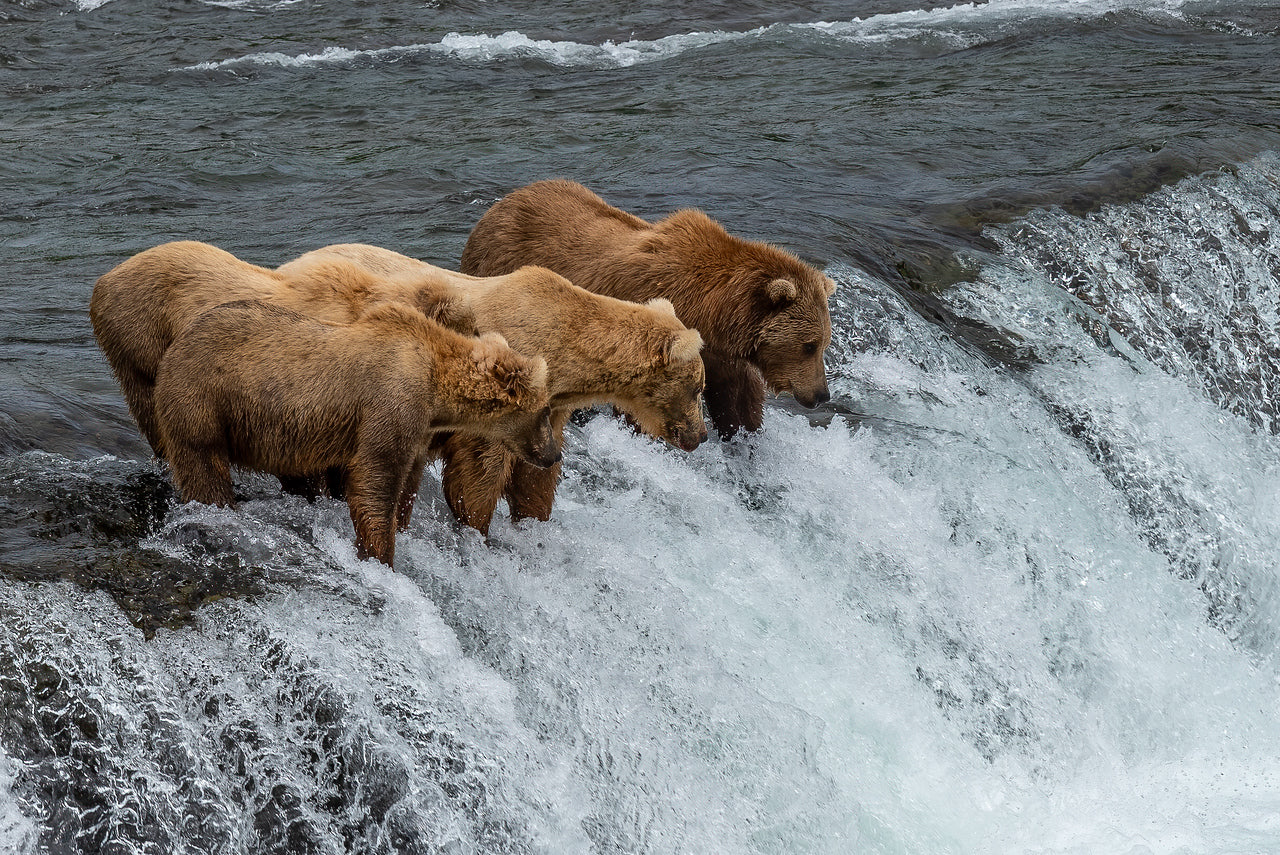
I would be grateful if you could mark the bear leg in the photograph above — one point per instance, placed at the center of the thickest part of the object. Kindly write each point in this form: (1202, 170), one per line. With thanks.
(408, 493)
(531, 490)
(371, 495)
(734, 394)
(202, 475)
(138, 392)
(475, 474)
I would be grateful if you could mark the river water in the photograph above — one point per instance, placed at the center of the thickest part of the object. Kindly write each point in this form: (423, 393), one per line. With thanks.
(1014, 590)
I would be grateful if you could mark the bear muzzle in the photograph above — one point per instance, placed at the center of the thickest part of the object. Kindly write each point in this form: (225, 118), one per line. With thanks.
(814, 398)
(688, 438)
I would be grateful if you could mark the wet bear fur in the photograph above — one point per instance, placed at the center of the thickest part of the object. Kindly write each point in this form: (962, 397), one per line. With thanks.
(635, 356)
(266, 388)
(144, 303)
(762, 311)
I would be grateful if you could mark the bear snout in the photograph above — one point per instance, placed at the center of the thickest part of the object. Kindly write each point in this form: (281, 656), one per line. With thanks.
(690, 438)
(812, 399)
(548, 456)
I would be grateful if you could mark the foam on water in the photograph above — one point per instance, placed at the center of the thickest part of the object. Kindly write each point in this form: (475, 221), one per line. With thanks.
(991, 617)
(952, 27)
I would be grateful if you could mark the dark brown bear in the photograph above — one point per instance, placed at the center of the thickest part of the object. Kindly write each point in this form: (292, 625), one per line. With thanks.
(762, 311)
(598, 350)
(142, 305)
(263, 387)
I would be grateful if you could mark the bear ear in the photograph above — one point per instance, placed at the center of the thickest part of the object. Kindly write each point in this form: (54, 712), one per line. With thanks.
(449, 312)
(781, 291)
(662, 305)
(488, 352)
(680, 347)
(520, 378)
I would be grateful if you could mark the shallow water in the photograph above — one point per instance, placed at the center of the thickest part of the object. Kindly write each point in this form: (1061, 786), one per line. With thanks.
(1013, 590)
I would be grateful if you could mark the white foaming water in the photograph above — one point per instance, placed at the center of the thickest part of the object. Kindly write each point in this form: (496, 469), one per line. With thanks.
(961, 26)
(18, 832)
(1014, 611)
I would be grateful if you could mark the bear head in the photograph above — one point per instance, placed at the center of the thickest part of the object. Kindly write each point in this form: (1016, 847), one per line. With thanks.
(668, 402)
(794, 332)
(510, 389)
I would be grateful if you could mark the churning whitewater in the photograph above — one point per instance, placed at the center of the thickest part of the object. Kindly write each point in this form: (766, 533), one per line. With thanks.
(1014, 589)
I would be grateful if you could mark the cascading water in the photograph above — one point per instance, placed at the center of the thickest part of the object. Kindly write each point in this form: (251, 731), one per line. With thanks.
(979, 608)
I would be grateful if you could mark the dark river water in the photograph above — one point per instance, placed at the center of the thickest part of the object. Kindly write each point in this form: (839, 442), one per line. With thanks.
(1014, 590)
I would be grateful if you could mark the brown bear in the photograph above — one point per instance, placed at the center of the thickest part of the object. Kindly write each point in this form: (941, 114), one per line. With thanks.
(264, 387)
(141, 306)
(599, 350)
(762, 311)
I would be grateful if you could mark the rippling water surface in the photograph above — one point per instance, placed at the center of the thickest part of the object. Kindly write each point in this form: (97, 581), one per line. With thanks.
(1014, 590)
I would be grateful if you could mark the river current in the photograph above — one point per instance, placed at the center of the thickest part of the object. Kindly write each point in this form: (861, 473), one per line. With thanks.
(1015, 589)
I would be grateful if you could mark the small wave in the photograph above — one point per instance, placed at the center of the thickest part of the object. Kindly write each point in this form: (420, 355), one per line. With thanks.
(484, 49)
(960, 26)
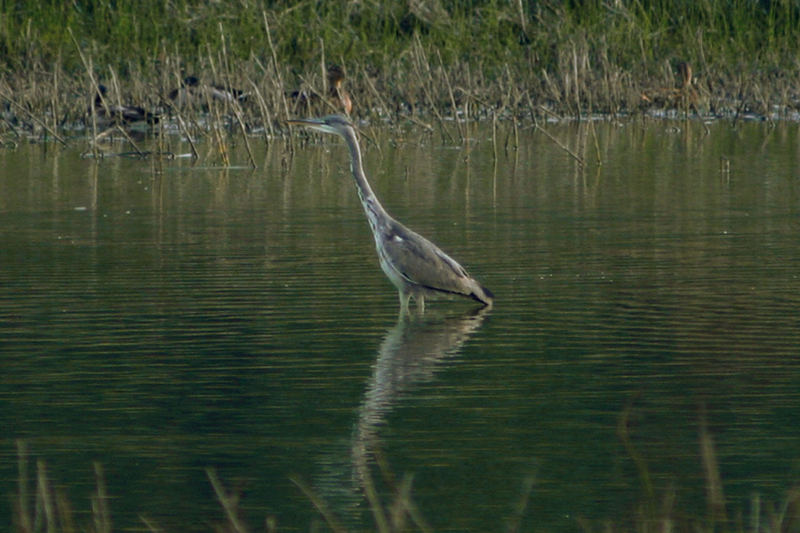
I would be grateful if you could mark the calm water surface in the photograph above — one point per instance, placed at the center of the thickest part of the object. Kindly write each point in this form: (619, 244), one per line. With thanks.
(163, 324)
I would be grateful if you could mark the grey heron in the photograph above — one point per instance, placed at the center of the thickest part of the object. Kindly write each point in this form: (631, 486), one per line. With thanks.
(416, 266)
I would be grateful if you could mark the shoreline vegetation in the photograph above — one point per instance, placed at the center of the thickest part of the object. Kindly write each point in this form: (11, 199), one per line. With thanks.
(426, 61)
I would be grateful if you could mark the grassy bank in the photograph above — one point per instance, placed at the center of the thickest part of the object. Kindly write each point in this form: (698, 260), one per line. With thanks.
(423, 58)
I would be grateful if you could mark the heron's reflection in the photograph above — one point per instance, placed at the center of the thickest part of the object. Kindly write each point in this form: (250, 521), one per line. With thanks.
(410, 354)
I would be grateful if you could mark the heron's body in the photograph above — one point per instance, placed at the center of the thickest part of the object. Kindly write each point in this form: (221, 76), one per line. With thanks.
(416, 266)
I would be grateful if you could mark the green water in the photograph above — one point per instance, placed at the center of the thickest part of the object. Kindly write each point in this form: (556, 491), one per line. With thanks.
(165, 323)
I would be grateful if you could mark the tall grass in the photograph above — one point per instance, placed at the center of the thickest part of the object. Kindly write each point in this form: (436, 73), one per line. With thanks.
(473, 59)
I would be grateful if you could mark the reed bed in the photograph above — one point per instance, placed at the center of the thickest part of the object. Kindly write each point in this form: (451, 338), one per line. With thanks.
(430, 61)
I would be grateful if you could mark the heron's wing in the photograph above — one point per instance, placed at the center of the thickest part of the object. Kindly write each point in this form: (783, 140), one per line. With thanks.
(422, 263)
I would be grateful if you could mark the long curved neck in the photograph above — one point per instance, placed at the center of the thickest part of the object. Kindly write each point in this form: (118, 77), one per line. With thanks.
(372, 206)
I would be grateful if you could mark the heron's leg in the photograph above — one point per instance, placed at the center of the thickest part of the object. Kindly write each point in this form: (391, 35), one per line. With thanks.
(404, 299)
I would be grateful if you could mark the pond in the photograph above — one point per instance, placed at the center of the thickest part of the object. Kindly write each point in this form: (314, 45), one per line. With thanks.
(167, 320)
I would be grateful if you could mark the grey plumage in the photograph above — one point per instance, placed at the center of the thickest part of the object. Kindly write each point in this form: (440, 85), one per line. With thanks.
(416, 266)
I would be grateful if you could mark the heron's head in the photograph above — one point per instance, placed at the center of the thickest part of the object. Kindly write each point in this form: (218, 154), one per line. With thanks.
(337, 124)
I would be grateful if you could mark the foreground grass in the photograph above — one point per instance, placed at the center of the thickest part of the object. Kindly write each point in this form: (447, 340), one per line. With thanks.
(427, 58)
(40, 506)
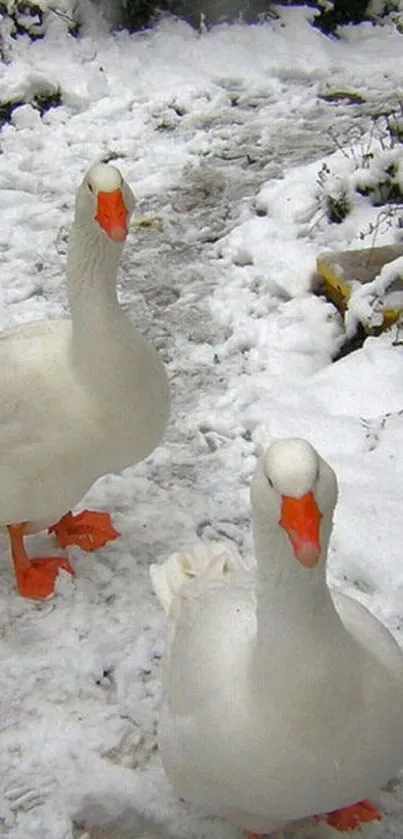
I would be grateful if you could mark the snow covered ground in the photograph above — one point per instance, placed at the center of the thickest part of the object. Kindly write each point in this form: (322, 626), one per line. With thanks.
(222, 138)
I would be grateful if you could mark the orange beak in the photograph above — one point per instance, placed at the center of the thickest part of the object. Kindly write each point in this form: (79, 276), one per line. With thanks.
(300, 518)
(112, 214)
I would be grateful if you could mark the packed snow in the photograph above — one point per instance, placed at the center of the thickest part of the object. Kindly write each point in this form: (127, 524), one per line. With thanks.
(222, 137)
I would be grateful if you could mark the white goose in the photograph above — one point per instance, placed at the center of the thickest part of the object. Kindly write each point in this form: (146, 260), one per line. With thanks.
(79, 398)
(281, 700)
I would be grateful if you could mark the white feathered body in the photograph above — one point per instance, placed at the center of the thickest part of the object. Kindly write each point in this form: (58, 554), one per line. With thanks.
(267, 742)
(78, 398)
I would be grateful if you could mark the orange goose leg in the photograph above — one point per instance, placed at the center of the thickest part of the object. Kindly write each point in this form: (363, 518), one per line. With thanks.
(36, 577)
(346, 818)
(89, 530)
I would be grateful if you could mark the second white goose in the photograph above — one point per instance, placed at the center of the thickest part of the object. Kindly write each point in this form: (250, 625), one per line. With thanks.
(281, 699)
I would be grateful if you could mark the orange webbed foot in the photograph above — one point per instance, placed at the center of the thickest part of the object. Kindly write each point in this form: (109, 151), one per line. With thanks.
(37, 580)
(89, 530)
(348, 818)
(36, 577)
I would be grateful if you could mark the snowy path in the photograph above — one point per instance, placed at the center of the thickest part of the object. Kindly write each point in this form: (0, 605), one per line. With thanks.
(199, 127)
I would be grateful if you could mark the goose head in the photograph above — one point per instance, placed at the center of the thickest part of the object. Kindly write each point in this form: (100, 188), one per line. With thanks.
(104, 202)
(294, 493)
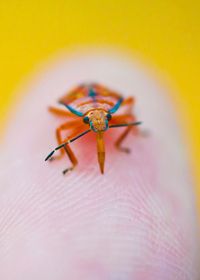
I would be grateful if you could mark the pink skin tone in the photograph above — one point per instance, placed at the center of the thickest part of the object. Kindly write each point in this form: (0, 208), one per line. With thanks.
(137, 221)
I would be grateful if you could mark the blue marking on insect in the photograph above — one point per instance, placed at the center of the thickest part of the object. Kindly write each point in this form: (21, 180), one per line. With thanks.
(92, 93)
(116, 107)
(74, 111)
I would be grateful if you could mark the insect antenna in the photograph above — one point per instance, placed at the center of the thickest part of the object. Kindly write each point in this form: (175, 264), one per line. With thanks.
(64, 144)
(125, 124)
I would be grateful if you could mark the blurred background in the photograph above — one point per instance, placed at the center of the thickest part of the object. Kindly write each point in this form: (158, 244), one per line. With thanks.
(162, 34)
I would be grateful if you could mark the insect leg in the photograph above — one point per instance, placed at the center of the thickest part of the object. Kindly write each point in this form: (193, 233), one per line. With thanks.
(72, 158)
(63, 127)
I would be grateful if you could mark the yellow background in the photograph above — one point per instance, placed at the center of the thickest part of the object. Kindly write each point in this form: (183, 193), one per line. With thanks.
(164, 33)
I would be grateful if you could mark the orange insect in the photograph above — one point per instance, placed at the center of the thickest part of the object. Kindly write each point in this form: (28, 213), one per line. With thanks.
(94, 109)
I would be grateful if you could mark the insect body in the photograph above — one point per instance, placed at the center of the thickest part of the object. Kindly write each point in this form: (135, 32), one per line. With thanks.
(93, 108)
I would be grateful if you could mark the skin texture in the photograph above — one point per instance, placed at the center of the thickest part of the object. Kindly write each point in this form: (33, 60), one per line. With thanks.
(137, 221)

----

# Do this
Everything from the line with "I would be grateful if you could mark the insect antenna" to the end of the listing above needs to be duplicated exactly, both end lines included, with nothing more.

# Expected answer
I would be grateful if you could mark the insect antenna in the photograph above — one point per instance, placed at the center of the thickest part of the object. Kindly write each point in this form: (175, 264), one per line. With thanks.
(64, 144)
(125, 124)
I would be grateful if you could mark the blurred background in the photograph above — one point per instance, placed at the center of the thickest part of the object. Kindly write each point in this form: (158, 244), one per line. With thanks.
(162, 34)
I would be grateful if you could mark the insect leg in the photograph above — one point per instance, placed at the center of the thickest part of the object. Kindly write each point in this form: (193, 233), one per line. With thanks.
(72, 158)
(63, 127)
I would be grateful if you could mark the yellow background in the photograph above — one point per instance, placed at the center of the thickest part of the object. Kindly write each point in this form: (183, 193), one per line. With thanks.
(164, 33)
I would be grateful if you could mark the orange insect in the photograph above — one point per instance, placed at the center of the thickest part of the object. Kindly write each point in this form: (28, 213), one per line. With thanks.
(94, 109)
I would be grateful if you could mark the insect body in the photograph above — one point per instance, placed at the center of the thickest part of the object. Kindly write each point in this form: (135, 32), one per line. With thanks.
(93, 108)
I would be grateful if you could mark the skin texture in the photograph above — one point per instance, placed at the center of the thickest part of the object. Kindly write each point in this form: (33, 60), one per line. With thanks.
(137, 221)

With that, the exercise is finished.